>>>

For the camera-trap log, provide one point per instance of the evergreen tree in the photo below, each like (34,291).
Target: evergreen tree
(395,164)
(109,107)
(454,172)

<<<

# What you have to do:
Reproduce each line of the material exactly as given.

# Written reply:
For the camera-trap log, provide one point per instance of the evergreen tree in the photo below, each like (34,291).
Target: evergreen tree
(395,164)
(109,107)
(454,172)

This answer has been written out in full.